╭──

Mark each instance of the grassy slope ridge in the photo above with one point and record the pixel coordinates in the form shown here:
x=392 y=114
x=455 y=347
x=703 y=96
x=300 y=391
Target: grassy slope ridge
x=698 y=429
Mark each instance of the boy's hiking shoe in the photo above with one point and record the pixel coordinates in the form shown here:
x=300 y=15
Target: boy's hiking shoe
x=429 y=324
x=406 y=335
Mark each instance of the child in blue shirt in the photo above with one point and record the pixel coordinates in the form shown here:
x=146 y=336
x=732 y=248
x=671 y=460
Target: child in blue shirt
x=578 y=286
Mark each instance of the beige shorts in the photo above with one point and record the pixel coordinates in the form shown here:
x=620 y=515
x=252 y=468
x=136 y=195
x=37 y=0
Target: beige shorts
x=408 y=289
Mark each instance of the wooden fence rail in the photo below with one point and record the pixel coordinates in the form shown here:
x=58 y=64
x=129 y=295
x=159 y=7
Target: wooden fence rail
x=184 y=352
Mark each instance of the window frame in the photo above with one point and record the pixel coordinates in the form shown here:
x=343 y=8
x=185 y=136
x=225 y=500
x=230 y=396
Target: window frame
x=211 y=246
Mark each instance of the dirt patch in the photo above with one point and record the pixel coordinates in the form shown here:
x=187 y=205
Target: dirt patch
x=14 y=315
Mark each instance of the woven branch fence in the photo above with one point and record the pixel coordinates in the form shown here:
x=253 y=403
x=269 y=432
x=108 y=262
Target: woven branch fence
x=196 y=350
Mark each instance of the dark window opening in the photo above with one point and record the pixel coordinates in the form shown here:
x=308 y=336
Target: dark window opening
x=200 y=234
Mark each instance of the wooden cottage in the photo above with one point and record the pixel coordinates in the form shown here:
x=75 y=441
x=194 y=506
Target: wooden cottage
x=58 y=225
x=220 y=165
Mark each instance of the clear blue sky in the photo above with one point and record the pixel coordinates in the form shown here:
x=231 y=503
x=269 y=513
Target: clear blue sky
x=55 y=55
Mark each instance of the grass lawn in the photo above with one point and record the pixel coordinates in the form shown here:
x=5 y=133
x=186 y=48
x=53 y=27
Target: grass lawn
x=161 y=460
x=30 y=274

╰──

Can you put every line of the listing above into a numbered list, skipping any blank lines?

1. Mark each instance of the grassy slope ridge in the photo above with one point and record the pixel coordinates in the form shown here:
2. x=392 y=114
3. x=455 y=347
4. x=703 y=96
5. x=300 y=391
6. Target: grassy slope ridge
7. x=698 y=429
8. Mark each instance of the boy's hiking shoe in the photo above with one point and record the pixel coordinates in the form shown here:
9. x=300 y=15
10. Target: boy's hiking shoe
11. x=429 y=324
12. x=406 y=335
13. Mark each instance of the child in blue shirt in the photo above with one point and record the pixel coordinates in the form shown here:
14. x=146 y=336
15. x=732 y=248
16. x=671 y=460
17. Target: child in blue shirt
18. x=578 y=286
19. Mark each instance of the beige shorts in the photo above with one point and record the pixel coordinates in the form shown here:
20. x=620 y=515
21. x=252 y=468
22. x=136 y=195
23. x=37 y=0
24. Target: beige shorts
25. x=408 y=289
26. Mark each instance of the wooden fence rail in the photo below with one point and record the pixel coordinates in the form shown here:
27. x=58 y=64
28. x=129 y=295
29. x=159 y=7
30. Target: wooden fence rail
31. x=184 y=352
32. Mark each instance of the window frame in the photo above with one point and record the pixel coordinates in the form shown here:
33. x=343 y=8
34. x=185 y=136
35. x=225 y=500
36. x=230 y=396
37. Target: window frame
38. x=211 y=246
39. Mark each instance of the dirt patch in the photo above with one point and record the pixel coordinates in the form shown here:
40. x=187 y=205
41. Target: dirt patch
42. x=14 y=315
43. Mark each instance of the woven branch fence in the photo above with one point and record the pixel coordinates in the form shown here:
44. x=253 y=403
45. x=269 y=432
46. x=108 y=262
47. Target: woven branch fence
48. x=196 y=350
49. Mark each instance of the dark window opening in the photo above with one point and record the pixel coordinates in the form shown here:
50. x=308 y=336
51. Target: dark window opening
52. x=200 y=234
53. Mark each instance of the wooden cottage in the photo above with one point and record the pixel coordinates in the form shown here:
54. x=75 y=441
55. x=194 y=506
56. Target: wooden cottage
57. x=58 y=225
58. x=220 y=165
59. Mark each instance of the clear blue sky in the photo above with one point and record the pixel coordinates in the form shown here:
60. x=231 y=503
61. x=269 y=513
62. Target: clear blue sky
63. x=55 y=55
64. Mark each instance of the grass lawn in the photo above with one point and record the pixel coordinates in the form shown here:
65. x=5 y=133
66. x=186 y=48
67. x=53 y=27
68. Target: grass lawn
69. x=161 y=460
70. x=30 y=274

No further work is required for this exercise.